----- ФРАГМЕНТ ТЕКСТА -----

Более сложные, чтобы не сказать — трагические, характеры были представлены в поэмах А. Твардовского «Дом у дороги», «За далью — даль» и др.

Великая Отечественная война на какое-то время вернула русской литературе ее былое многообразие. В годину всенародной беды вновь зазвучали голоса А. Ахматовой и Б. Пастернака, нашлось место для ненавистного Сталину А. Платонова, оживилось творчество М. Пришвина. Во время войны вновь усилилось трагедийное начало в отечественной литературе. Оно проявилось в творчестве таких разных художников, как П. Антокольский, В. Инбер, А. Сурков, М. Алигер.

В поэме П. Антокольского «Сын» трагические строки обращены к погибшему лейтенанту Владимиру Антокольскому:

Прощай. Поезда не приходят оттуда.
Прощай. Самолеты туда не летают.
Прощай. Никакого не сбудется чуда.
А сны только снятся нам. Снятся и тают.


Трагедийно и сурово прозвучала книга стихов А. Суркова «Декабрь под Москвой» (1942). Против войны будто восстает сама природа:

Лес притаился, безмолвен и строг.
Звезды погасли, и месяц не светит.
На перекрестках разбитых дорог
Распяты взрывом малые дети.

«Глохнут проклятья истерзанных жен. // Угли пожарища теплятся скупо». На этом фоне поэт рисует выразительный портрет солдата-мстителя:

Человек склонился над водой
И увидел вдруг, что он седой.

----- ЗАПИСИ -----

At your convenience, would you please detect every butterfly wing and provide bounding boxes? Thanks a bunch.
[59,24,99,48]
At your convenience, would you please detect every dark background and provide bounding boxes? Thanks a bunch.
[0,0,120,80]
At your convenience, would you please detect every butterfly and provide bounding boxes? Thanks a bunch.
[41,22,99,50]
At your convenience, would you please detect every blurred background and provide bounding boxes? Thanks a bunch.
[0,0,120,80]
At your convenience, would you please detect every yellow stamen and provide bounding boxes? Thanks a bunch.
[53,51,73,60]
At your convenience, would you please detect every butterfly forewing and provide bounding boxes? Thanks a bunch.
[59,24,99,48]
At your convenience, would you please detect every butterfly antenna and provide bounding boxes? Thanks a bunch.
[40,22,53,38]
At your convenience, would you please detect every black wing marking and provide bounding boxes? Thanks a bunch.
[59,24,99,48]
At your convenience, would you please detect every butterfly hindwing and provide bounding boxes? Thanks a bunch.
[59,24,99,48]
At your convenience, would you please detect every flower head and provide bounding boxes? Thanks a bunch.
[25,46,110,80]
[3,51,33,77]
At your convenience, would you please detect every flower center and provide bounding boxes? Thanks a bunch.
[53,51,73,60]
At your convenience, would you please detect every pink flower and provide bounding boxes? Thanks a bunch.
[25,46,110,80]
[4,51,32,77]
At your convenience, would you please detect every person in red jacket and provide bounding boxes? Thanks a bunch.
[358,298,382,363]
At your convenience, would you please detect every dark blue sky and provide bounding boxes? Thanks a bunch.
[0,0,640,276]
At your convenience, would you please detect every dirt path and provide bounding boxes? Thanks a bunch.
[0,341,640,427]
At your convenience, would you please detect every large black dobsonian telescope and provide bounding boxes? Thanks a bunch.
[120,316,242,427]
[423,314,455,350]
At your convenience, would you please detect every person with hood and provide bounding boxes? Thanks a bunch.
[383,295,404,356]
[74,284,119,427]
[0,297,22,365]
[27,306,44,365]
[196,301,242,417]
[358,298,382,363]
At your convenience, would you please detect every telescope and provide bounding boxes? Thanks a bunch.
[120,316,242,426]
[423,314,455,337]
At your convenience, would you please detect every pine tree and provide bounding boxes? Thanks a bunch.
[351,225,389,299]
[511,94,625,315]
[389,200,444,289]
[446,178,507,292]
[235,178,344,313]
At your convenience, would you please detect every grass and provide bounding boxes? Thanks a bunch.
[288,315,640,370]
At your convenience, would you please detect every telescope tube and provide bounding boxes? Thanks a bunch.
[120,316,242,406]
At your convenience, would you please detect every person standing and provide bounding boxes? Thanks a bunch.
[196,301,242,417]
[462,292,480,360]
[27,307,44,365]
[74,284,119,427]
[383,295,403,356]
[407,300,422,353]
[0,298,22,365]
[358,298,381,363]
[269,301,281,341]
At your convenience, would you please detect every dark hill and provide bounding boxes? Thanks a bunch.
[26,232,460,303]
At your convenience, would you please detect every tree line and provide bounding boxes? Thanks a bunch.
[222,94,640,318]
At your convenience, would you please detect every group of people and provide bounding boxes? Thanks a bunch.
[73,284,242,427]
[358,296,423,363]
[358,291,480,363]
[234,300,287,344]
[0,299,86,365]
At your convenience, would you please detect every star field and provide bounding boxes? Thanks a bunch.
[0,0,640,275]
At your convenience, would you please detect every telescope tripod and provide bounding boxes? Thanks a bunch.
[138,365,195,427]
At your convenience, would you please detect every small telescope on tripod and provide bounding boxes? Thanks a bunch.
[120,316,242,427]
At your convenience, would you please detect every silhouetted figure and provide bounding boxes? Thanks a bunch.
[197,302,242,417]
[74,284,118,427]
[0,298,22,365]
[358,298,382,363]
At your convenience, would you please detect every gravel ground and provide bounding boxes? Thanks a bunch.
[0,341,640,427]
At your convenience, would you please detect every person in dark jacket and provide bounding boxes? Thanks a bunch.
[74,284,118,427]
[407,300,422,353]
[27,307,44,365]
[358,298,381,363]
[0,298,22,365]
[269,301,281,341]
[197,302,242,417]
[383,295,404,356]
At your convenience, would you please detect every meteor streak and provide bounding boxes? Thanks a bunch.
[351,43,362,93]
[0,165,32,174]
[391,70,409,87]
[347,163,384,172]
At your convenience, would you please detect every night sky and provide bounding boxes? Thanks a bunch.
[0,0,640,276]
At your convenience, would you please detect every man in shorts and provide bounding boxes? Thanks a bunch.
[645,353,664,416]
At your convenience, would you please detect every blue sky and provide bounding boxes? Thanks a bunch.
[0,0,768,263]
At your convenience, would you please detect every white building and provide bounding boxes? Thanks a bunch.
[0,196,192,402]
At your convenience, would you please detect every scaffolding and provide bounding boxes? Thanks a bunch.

-----

→ **ЗАДАНИЕ**
Ответьте на вопросы по фрагменту текста:
(а) Чьи голоса, согласно фрагменту, вновь зазвучали в годину всенародной беды?
(б) К кому обращены трагические строки поэмы П. Антокольского «Сын»?
(в) В каком году вышла книга стихов А. Суркова «Декабрь под Москвой»?

→ **ОТВЕТ К ЗАДАНИЮ**
(а) Голоса А. Ахматовой и Б. Пастернака.
(б) К погибшему лейтенанту Владимиру Антокольскому.
(в) В 1942 году.